**Document text**

++++

Insurance and licensing. Confirm the vendor carries general liability insurance. Most venues require $1M minimum coverage, and the specific insurance requirements vary by vendor category. For caterers, verify their food handler's permit and health department compliance. For transportation, confirm commercial vehicle insurance and proper licensing.
Venue compatibility. Not every vendor works well at every venue. Check whether the vendor has worked at your specific venue before. Ask the venue coordinator which vendors they recommend and which have caused problems. Venues with exclusive vendor lists or preferred vendor programs will restrict your options, so verify this before you start sourcing.
Backup and contingency plan. Ask every vendor: "What happens if you cannot make it on the day?" The answer should include a named backup, not a vague promise. Photographers and DJs are the most common day-of no-shows. Our guide on vendor cancellation contingency planning covers backup strategies in detail.
Communication responsiveness. Track how long each vendor takes to reply during the sales process. A vendor who takes five days to respond to a booking inquiry will take five days to respond when you need a timeline update two weeks before the wedding. This is data, not a feeling. Note response times on the checklist.
Documents to Collect for Every Vendor
A booked vendor without a paper trail is a liability. For each vendor on your checklist, collect and file these documents before the booking status moves to "confirmed."
Signed contract. The contract should include the scope of work, total fee, payment schedule, cancellation terms, and a force majeure clause. Read the cancellation policy closely. Some vendors charge 50% for cancellations within 90 days; others charge the full fee. Know what you are agreeing to. Watch for common contract red flags before signing.
Certificate of insurance. Request a copy of the vendor's general liability insurance certificate. The venue will ask for this, and if the vendor cannot produce one, that is a disqualifying problem.
Payment schedule and receipts. Record every payment milestone: deposit amount, deposit date, interim payments, and final payment due date. File receipts for each payment. For a planner running eight weddings, missed payment deadlines compound fast. Our wedding vendor payment schedule template provides a tracking format built for this. The free budget calculator can help you set baseline cost allocations per vendor category before you start collecting quotes.

++++

**Data for this task**
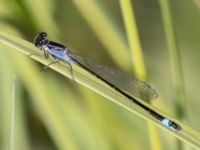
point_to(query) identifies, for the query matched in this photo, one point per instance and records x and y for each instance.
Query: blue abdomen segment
(170, 124)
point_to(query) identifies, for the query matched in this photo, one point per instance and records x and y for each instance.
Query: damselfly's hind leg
(51, 63)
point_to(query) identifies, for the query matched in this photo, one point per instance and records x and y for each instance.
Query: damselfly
(124, 84)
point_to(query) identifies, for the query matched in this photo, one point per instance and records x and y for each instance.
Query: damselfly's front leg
(51, 63)
(45, 56)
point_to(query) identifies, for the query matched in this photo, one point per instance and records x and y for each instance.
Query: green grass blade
(175, 60)
(133, 39)
(105, 30)
(187, 134)
(12, 120)
(177, 74)
(137, 59)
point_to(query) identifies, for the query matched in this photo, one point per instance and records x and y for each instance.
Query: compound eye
(43, 34)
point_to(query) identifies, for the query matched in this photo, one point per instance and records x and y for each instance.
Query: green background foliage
(53, 112)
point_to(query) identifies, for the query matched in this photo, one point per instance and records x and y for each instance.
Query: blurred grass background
(53, 112)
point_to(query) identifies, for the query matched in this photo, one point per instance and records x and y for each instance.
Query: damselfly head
(41, 39)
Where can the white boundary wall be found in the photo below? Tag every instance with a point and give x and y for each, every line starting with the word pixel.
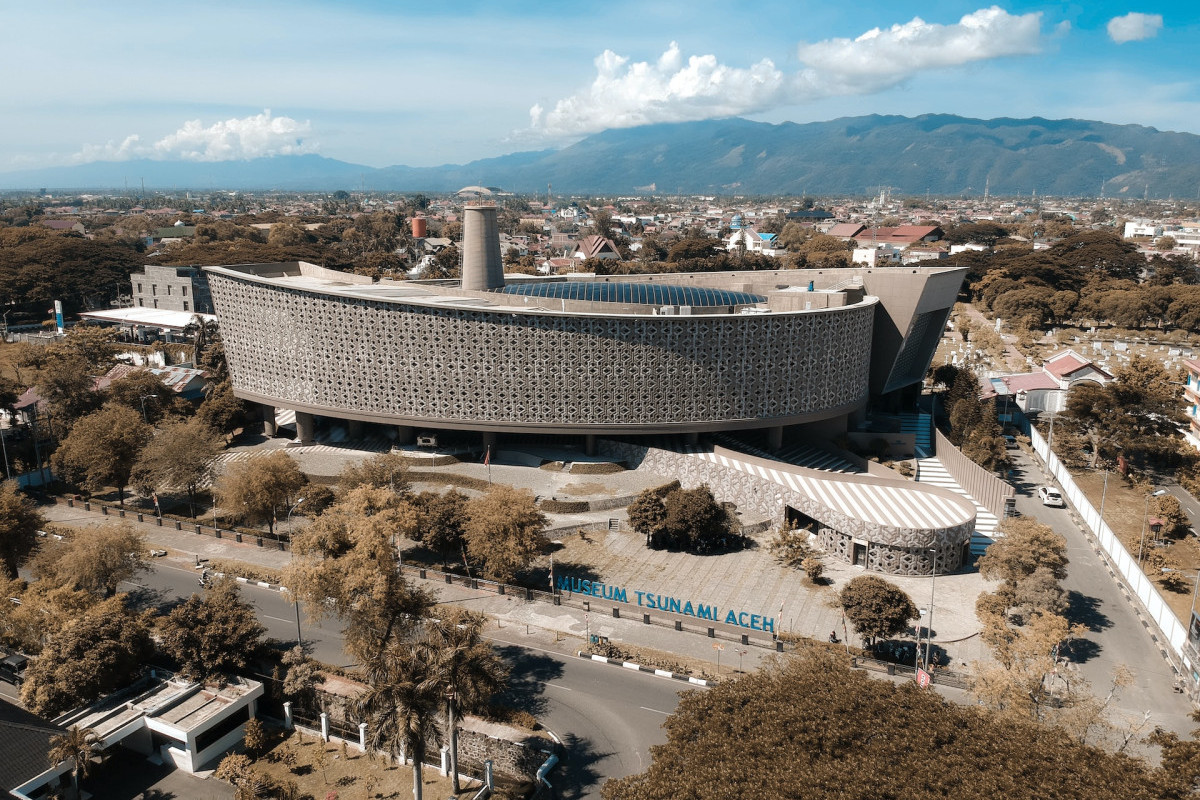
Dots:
pixel 1119 557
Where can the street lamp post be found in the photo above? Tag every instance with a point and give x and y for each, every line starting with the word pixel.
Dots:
pixel 294 506
pixel 933 583
pixel 1145 515
pixel 143 401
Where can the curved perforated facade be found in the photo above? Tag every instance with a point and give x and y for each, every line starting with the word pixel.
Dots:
pixel 459 362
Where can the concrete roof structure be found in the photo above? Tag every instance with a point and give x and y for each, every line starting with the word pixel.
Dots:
pixel 162 318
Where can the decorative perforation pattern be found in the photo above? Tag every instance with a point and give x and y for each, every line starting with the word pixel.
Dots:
pixel 487 366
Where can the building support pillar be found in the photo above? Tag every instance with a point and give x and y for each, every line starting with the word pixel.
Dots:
pixel 775 438
pixel 306 428
pixel 269 428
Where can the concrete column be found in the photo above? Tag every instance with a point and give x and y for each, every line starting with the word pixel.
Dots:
pixel 306 426
pixel 775 438
pixel 269 421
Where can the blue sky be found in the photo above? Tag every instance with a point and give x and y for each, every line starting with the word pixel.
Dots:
pixel 396 83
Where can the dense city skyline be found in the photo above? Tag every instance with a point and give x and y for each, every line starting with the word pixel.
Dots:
pixel 379 84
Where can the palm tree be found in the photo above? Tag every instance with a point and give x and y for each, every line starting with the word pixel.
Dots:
pixel 77 744
pixel 467 668
pixel 401 707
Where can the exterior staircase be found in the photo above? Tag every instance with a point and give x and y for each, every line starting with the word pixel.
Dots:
pixel 930 470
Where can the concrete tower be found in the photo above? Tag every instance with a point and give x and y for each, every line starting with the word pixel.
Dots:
pixel 481 266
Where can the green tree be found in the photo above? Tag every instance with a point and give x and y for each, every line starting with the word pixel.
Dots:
pixel 221 409
pixel 78 745
pixel 647 515
pixel 811 727
pixel 179 456
pixel 346 564
pixel 94 559
pixel 211 636
pixel 694 521
pixel 144 392
pixel 96 653
pixel 876 608
pixel 401 704
pixel 442 521
pixel 1138 414
pixel 102 449
pixel 19 523
pixel 382 471
pixel 467 668
pixel 503 531
pixel 261 488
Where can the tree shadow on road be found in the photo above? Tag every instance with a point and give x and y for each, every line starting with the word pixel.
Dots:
pixel 531 671
pixel 577 775
pixel 1086 611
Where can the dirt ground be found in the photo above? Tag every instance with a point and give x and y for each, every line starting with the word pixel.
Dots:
pixel 351 774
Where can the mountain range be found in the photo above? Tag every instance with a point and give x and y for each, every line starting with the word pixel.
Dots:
pixel 934 154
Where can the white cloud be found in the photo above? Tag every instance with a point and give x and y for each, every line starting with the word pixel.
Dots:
pixel 1134 26
pixel 671 90
pixel 250 137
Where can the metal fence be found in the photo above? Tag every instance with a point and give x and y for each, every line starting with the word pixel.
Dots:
pixel 1120 559
pixel 613 608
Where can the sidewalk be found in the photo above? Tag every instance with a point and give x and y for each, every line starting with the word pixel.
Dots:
pixel 747 581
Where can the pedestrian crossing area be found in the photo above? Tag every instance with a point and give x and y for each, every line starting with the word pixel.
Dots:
pixel 797 456
pixel 930 470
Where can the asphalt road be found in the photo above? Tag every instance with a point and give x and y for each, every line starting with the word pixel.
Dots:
pixel 1115 635
pixel 606 717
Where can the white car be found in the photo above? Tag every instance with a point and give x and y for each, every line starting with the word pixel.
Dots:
pixel 1050 497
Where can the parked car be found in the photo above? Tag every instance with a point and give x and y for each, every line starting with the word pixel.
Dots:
pixel 12 668
pixel 1050 497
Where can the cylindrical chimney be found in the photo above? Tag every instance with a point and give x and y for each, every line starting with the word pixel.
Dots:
pixel 481 266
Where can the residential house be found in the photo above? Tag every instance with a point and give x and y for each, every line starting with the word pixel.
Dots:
pixel 600 247
pixel 749 240
pixel 1192 401
pixel 25 767
pixel 173 288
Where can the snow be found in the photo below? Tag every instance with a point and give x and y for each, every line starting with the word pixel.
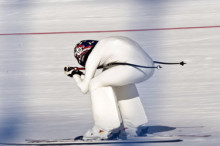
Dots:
pixel 38 101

++++

**Directives**
1. Can you extract, unchanged, the lines of the records from the line containing "Where can the blue" through the line containing "pixel 250 137", inclusive?
2. How would the text on vetting wedding vendors continue from where it stops?
The wedding vendor text and the records are unrelated material.

**Answers to the tasks**
1.
Where can the blue sky be found in the photo above? Tag every instance with a point and give x and y for each, every line starting with the word pixel.
Dots:
pixel 396 83
Where can the dense city skyline be found in the photo above? Tag every instance with a point and give x and y for each, every line starting with the word pixel.
Dots:
pixel 379 84
Where can the palm tree be found in the photo above? Tag every instance with a point and give x and y for each, every line starting with the word pixel.
Dots:
pixel 77 744
pixel 467 668
pixel 401 707
Where can the exterior staircase be found in the photo above? Tag every instance with a point and give x and y for each, every line starting with the word pixel.
Dots:
pixel 930 470
Where can the concrete tower be found in the photo above? Tag every instance with a point and give x and y for each, every line starting with the word pixel.
Dots:
pixel 481 266
Where can the green tree be found in the photo above? Tag every instance with a point and give x and y for each, every line starting with the word pixel.
Dots:
pixel 221 409
pixel 78 745
pixel 647 515
pixel 811 727
pixel 179 456
pixel 346 564
pixel 94 559
pixel 211 636
pixel 694 521
pixel 144 392
pixel 96 653
pixel 876 608
pixel 401 704
pixel 442 521
pixel 1138 414
pixel 102 449
pixel 19 523
pixel 382 471
pixel 467 668
pixel 503 531
pixel 261 488
Where can the tree shadow on road be found in the photo above? Tag every instance with a point and give x and y for each, every line starting with the word pixel.
Dots:
pixel 531 671
pixel 577 775
pixel 1086 611
Where can the dirt ground be found in the photo above? Tag every instance with a point and give x and y for each, every line starting with the word pixel.
Dots:
pixel 351 774
Where can the mountain range be found in the photo above? Tag every instance with a point and give x and y for each, every line starting with the word pixel.
Dots:
pixel 934 154
Where can the white cloud be found in the photo above? Tag every instance with a point and give x and y for each, every line starting with the word pixel.
Dots:
pixel 1134 26
pixel 671 90
pixel 250 137

2.
Permits and licenses. Caterers need food service permits. Bartenders need liquor licenses, or the venue holds the license. Pyrotechnic vendors need fire permits. Transportation companies need commercial operating authority. Collect copies and verify expiry dates.
Contact sheet. For each vendor, record the primary contact name, phone, email, day-of contact (if different), and preferred communication channel. Many vendors prefer WhatsApp or text for day-of coordination, not email. Note this on the checklist so your team reaches the right person through the right channel on the wedding day.
Mapping Vendor Dependencies
Vendors do not operate in isolation. The caterer needs kitchen access times from the venue. The florist needs the lighting rig installed before hanging centerpieces. The photographer needs the DJ's playlist timeline to plan shots. Missing one dependency creates a cascade of delays on the wedding day.
Map these common dependencies at the time of booking, not the week before the event.
Venue + caterer + rentals. The venue dictates kitchen access, load-in windows, and capacity. The caterer plans setup and service around these constraints. Rental companies need the venue floor plan to deliver the right quantities. Confirm all three are aligned on the timeline before the month of the wedding.
Florist + lighting + decor. Floral installations, lighting rigs, and decorative elements share physical space. Installation order matters. Lighting typically goes first (rigging above tables), followed by florals, then smaller decor. Coordinate a shared load-in schedule across all three vendors.
Photographer + videographer + DJ. The photography timeline drives the entertainment timeline. First dance, toasts, cake cutting, and bouquet toss all require the photographer, videographer, and DJ to sync. Share a single event timeline document across all three.
Transportation + venue + catering. Guest shuttle schedules depend on ceremony and reception start times. The venue's parking capacity affects how many shuttles you need. The caterer's cocktail hour timing depends on when guests arrive. One change in transportation logistics ripples through all three areas.
Build these dependency maps into your checklist as linked notes or a separate coordination tab. When you update one vendor's timeline, the dependency map shows you who else to notify, and a structured vendor coordination system ensures those notifications actually happen.
Scaling the Checklist Across Concurrent Weddings
A single-wedding checklist works fine for couples. Professional planners need a system that handles five, ten, or twenty weddings in various stages of vendor booking.
Tag vendors by availability window. When you book a photographer for June 15, mark them as unavailable for that date across all your active weddings. A vendor pool with date-based availability tracking prevents double-booking and speeds up sourcing for the next event. Tools like Abastio let you maintain a contractor pool with tags, booking status, and contact details in one place, replacing the multi-tab spreadsheet.
Standardize the checklist per vendor category. Use the same vetting criteria and document collection requirements for every wedding. When you onboard a new florist for one wedding, the verified insurance, contract, and references carry over to the next event with that vendor. Your checklist should distinguish between "first-time vendor" (full vetting required) and "returning vendor" (verify insurance is current, confirm availability, sign new contract).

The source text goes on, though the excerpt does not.